SUPPLIED ENTRIES:
+++

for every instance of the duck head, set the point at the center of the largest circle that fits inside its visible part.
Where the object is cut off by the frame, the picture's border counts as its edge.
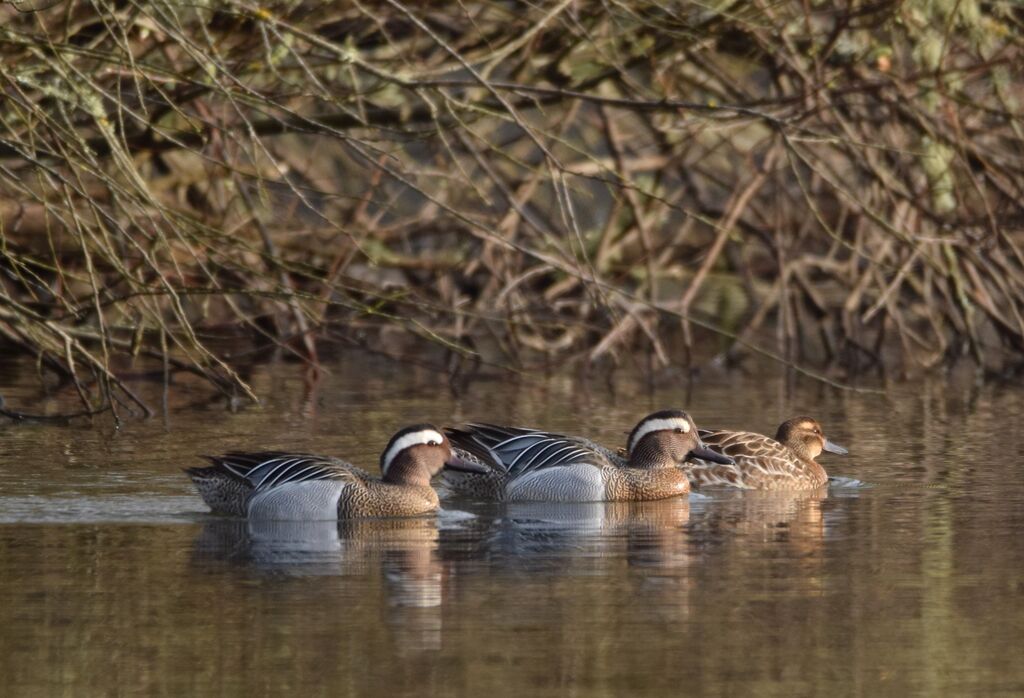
(667, 438)
(804, 436)
(417, 453)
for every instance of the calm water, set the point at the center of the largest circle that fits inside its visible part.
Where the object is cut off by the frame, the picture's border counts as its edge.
(114, 579)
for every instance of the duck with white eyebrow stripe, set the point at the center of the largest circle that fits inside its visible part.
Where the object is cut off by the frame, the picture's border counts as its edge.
(528, 465)
(271, 485)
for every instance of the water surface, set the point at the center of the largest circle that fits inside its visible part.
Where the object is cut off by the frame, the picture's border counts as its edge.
(115, 580)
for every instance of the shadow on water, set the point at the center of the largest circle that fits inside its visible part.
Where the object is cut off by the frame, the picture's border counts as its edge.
(903, 578)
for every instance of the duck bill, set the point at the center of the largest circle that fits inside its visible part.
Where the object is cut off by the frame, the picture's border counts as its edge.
(834, 447)
(706, 453)
(458, 463)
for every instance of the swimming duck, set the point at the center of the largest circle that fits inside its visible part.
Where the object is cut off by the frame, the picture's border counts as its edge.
(528, 465)
(787, 462)
(272, 485)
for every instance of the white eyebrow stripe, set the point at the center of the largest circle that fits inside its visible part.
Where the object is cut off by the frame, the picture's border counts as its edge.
(657, 426)
(411, 439)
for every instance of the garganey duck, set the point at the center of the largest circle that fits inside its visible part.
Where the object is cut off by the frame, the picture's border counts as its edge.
(273, 485)
(761, 463)
(527, 465)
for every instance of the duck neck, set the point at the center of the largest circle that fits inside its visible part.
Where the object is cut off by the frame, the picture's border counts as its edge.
(408, 471)
(649, 454)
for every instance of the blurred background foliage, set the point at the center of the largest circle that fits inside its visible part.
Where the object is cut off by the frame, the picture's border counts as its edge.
(828, 183)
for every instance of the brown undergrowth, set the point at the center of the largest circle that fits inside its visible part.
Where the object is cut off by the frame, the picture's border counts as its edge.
(833, 184)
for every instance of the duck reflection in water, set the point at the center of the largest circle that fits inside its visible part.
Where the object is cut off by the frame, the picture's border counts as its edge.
(796, 521)
(403, 551)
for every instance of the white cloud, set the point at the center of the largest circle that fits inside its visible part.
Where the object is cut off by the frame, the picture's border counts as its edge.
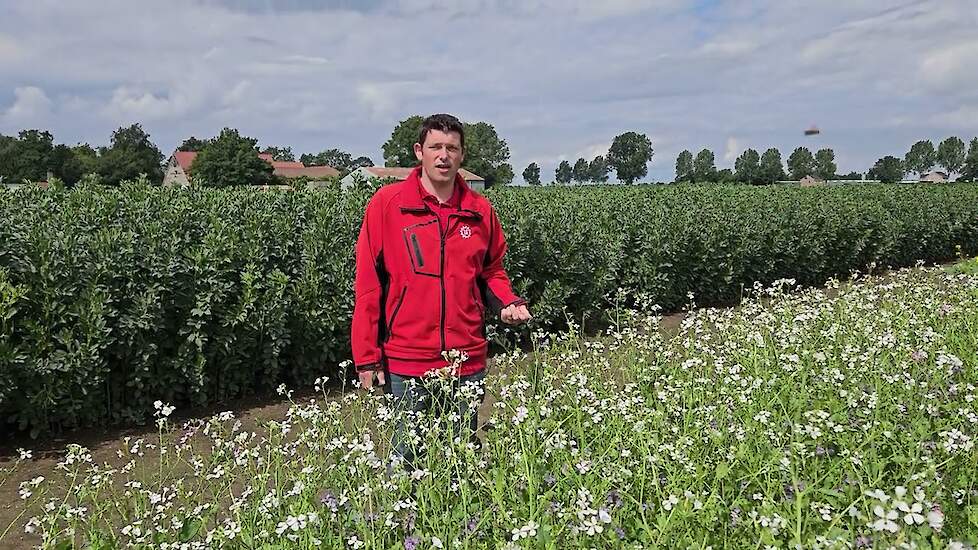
(31, 105)
(951, 67)
(733, 149)
(558, 78)
(9, 49)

+++

TASK:
Find the word "duck" in the records. Copy every line it appears in.

OUTPUT OF THE EXERCISE:
for every instance of the duck head, set the point at the center of the largest circle that fits inside its visible part.
for every instance of the duck with white eyebrow stripe, set the point at the center of the largest circle that fits inside its visible part.
for every instance of the duck bill, set the point at the center of the largest circle that fits inside its visible part.
for every instance of the swimming duck, set the point at the center of the largest circle that fits inside its visible part.
for every instance of the garganey duck, set the point at the center of the largest circle that fits inside its visible part.
for every instance of the duck neck, set the point at the center of the largest circle that fits inside its visible part.
for every instance of the duck reflection in water, set the point at the center of the largest circle that fits inside its visible part.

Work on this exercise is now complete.